В самом деле, во имя чего ратовали публицисты кальвинистской партии, на каких данных опирались в своих выводах, какой идеал правления выставляли наилучшим для благосостояния общества?
Эти вопросы редко прилагались к политическим теориям кальвинизма, и оттого представление о них было по большей части крайне ошибочным. Не демократический строй, не равенство сословий защищали они. Они не были также, как думает Мишле, предшественниками деятелей 89 года: их идеал находился не в будущем, а в том прошедшем, когда существовал феодальный строй, когда свобода и господство знати служили основным началом жизни. Правда, публицисты эти говорили много и хорошо о «народе», но под этими словами они понимали не массу, не всех, а часть народа, высшее сословие. Его права и были для них важны, — об остальном они не заботились.

*****

Отредактируйте фрагмент о политических теориях кальвинизма: перепишите часть, которая начинается словами "В самом деле, во" и заканчивается словами "для благосостояния общества?", поставив "авторы" вместо "публицисты". Следующий далее перечень — отдельный материал.

* Исходные материалы *
*****

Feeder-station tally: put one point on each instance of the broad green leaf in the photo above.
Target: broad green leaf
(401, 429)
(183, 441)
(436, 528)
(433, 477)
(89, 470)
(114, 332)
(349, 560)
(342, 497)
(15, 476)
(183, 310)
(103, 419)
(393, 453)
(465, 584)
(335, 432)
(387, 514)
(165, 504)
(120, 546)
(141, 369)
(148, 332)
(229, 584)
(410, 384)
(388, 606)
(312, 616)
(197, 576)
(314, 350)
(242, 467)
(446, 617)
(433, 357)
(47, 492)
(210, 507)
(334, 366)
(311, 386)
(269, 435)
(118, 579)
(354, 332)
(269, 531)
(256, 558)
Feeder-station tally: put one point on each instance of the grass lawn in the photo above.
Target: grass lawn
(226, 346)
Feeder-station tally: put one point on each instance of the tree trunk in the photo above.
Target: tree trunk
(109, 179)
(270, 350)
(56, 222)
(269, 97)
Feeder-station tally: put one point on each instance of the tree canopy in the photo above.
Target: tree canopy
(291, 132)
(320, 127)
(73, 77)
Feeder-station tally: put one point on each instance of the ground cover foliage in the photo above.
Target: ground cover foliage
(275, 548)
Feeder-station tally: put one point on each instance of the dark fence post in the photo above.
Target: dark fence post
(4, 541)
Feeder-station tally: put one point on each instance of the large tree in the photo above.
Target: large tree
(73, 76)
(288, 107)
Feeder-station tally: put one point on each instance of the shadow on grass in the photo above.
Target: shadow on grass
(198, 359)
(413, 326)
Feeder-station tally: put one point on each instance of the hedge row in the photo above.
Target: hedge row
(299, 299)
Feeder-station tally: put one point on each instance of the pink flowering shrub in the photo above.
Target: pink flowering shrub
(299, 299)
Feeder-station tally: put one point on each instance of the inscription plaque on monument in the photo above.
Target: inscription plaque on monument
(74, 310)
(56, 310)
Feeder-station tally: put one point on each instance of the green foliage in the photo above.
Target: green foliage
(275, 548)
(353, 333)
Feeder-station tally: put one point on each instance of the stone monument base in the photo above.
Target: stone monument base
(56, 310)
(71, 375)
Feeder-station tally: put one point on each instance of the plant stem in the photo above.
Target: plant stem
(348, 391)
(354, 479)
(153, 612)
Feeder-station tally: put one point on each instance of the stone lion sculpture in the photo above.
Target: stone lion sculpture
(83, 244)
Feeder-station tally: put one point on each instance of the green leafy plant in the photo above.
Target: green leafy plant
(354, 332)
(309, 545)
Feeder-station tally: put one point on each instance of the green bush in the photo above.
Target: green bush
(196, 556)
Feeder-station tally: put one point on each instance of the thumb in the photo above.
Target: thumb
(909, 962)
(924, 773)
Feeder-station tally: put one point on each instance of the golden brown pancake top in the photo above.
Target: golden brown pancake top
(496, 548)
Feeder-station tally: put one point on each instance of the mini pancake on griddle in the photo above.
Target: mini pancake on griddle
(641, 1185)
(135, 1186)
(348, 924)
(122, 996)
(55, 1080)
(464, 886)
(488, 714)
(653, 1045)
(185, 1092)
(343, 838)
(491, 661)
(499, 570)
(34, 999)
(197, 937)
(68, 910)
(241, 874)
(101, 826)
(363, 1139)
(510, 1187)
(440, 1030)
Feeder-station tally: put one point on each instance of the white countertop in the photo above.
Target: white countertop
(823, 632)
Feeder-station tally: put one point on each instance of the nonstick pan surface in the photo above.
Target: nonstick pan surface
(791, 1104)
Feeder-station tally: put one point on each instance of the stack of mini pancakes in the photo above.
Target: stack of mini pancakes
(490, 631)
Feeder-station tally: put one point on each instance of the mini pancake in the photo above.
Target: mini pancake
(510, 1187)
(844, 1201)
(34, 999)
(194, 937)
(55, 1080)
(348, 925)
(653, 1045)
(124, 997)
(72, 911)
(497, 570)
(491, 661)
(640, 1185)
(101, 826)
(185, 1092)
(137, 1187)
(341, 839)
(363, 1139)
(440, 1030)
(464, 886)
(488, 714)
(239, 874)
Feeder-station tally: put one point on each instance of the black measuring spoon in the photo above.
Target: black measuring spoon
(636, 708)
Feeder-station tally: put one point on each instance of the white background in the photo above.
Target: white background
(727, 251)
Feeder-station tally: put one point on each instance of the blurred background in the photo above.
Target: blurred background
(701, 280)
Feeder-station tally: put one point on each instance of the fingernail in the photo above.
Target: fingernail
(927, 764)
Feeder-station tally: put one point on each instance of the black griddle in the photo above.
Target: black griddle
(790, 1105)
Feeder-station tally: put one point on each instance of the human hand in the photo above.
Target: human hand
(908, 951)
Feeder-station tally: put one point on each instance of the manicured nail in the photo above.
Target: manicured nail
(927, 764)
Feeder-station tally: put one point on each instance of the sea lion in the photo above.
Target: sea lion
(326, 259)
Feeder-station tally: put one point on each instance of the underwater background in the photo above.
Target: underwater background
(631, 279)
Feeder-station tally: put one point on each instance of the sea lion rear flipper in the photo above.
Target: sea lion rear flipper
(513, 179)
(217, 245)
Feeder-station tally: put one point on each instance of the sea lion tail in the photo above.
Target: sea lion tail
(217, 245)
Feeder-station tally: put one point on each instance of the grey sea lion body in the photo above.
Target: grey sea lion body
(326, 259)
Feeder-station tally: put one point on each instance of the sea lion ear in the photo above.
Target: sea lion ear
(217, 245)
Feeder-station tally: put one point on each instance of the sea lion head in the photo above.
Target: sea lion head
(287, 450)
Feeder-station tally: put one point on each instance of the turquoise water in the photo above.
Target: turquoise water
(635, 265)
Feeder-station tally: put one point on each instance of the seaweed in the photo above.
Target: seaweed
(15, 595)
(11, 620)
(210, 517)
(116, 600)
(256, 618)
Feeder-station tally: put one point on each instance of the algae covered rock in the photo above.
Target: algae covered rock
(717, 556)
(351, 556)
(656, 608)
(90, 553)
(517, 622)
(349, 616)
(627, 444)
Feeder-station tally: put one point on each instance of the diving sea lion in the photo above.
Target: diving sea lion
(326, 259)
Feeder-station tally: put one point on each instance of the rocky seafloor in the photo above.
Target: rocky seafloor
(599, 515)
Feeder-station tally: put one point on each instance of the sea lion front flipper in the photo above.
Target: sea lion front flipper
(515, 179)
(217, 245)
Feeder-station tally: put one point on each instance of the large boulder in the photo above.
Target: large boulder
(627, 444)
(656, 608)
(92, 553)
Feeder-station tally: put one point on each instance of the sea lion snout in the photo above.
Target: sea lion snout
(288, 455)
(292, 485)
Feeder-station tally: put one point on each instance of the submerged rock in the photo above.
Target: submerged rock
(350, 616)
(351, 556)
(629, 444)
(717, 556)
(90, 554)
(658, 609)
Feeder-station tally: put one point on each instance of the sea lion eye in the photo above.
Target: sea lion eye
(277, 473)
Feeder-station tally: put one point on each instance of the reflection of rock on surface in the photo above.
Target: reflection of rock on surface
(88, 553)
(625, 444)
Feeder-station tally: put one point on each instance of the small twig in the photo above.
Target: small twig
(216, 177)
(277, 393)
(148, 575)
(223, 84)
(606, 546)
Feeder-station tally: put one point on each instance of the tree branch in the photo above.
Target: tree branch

*****

* Результат выполнения *
В самом деле, во имя чего ратовали авторы кальвинистской партии, на каких данных опирались в своих выводах, какой идеал правления выставляли наилучшим для благосостояния общества?